_Exercise:_ List every line of the listing below that contains the word "carved".
_ _ _ _ _ _ _
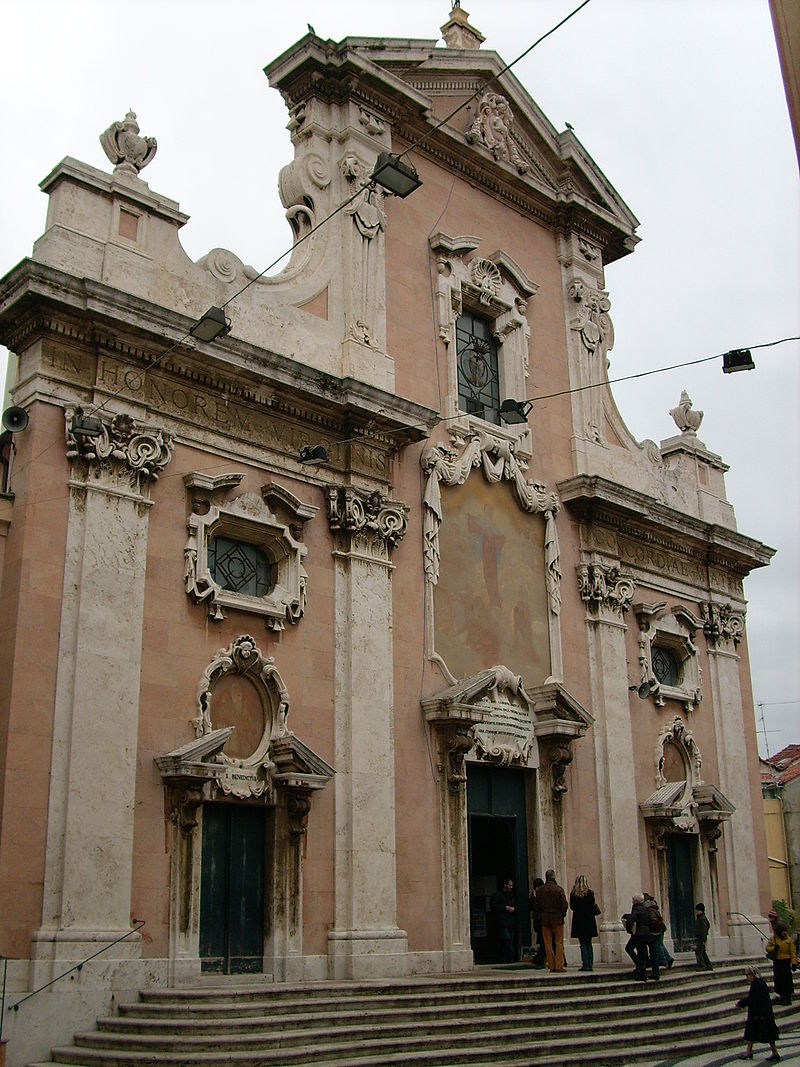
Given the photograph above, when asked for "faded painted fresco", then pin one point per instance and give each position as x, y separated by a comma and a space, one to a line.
491, 604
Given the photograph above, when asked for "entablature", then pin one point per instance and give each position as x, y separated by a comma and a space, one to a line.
598, 502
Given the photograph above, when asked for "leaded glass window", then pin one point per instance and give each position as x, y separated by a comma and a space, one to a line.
666, 666
476, 351
241, 568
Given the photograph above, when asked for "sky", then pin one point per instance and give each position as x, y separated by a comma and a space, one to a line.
680, 102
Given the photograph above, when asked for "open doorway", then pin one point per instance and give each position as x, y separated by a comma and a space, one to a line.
498, 849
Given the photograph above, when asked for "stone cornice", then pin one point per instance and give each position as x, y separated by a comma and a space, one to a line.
38, 301
596, 500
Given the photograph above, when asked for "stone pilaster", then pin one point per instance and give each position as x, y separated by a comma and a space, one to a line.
723, 627
607, 593
90, 832
365, 940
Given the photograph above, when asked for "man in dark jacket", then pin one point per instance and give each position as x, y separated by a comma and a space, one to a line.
552, 902
504, 912
637, 923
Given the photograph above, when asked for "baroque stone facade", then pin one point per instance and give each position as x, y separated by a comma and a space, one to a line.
474, 640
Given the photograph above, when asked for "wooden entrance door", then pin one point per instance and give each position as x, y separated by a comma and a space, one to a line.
682, 890
232, 889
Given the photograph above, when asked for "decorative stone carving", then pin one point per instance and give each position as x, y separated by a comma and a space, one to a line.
369, 522
591, 318
673, 631
496, 288
722, 624
486, 279
458, 32
129, 152
605, 586
272, 522
680, 735
498, 462
686, 419
492, 128
125, 450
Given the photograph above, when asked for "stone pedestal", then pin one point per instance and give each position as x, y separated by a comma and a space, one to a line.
365, 941
90, 837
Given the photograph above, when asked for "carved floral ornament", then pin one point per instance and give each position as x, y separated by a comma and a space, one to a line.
368, 522
605, 586
272, 523
125, 449
722, 624
492, 128
443, 463
591, 318
201, 769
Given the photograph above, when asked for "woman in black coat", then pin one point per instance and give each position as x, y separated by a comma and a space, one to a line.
584, 925
761, 1024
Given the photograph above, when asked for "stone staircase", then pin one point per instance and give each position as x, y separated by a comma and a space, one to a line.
497, 1017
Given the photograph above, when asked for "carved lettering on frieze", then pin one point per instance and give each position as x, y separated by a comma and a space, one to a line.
591, 317
443, 463
605, 586
722, 624
124, 451
368, 522
492, 128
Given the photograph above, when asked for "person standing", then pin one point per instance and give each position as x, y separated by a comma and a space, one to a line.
702, 927
504, 911
536, 914
553, 908
781, 951
637, 923
584, 909
761, 1021
657, 949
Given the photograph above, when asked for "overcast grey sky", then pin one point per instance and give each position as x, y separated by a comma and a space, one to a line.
678, 101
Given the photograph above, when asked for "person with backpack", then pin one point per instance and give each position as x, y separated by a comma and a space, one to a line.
658, 925
584, 909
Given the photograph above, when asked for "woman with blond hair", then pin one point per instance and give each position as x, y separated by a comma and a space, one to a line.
584, 909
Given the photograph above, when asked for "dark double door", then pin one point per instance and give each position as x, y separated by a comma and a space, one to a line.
232, 889
680, 850
498, 848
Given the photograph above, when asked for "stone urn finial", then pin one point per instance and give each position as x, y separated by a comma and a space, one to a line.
458, 32
126, 148
686, 419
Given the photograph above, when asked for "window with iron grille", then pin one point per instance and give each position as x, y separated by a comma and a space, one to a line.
241, 568
666, 666
476, 352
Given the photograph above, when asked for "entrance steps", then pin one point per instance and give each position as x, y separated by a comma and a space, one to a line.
510, 1017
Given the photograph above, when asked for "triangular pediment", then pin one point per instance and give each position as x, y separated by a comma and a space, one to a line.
416, 84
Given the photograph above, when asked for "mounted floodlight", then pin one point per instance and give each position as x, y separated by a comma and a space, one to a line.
313, 455
739, 359
398, 177
515, 411
211, 324
85, 426
15, 419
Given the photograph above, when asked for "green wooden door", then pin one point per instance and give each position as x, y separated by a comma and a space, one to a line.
232, 889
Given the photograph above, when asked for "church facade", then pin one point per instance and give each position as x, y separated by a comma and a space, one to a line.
316, 631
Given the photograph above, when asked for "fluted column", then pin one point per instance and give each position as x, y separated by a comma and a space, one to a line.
607, 593
365, 940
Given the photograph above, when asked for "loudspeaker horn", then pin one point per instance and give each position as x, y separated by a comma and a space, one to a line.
15, 419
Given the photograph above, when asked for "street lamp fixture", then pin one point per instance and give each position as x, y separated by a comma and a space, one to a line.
396, 176
211, 324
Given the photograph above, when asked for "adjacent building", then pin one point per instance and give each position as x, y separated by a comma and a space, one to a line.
317, 630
_ _ _ _ _ _ _
_Response:_
Given the photograph above, when asked for "carved floral ornament", then pin one point per instance and give each position as x, y separated by a comma and a space, one to a line.
Given the photograph above, when asked for "carved lettering on frieze", then pin one point per instance and give each position as x, y separated by a comma and a space, one to a line.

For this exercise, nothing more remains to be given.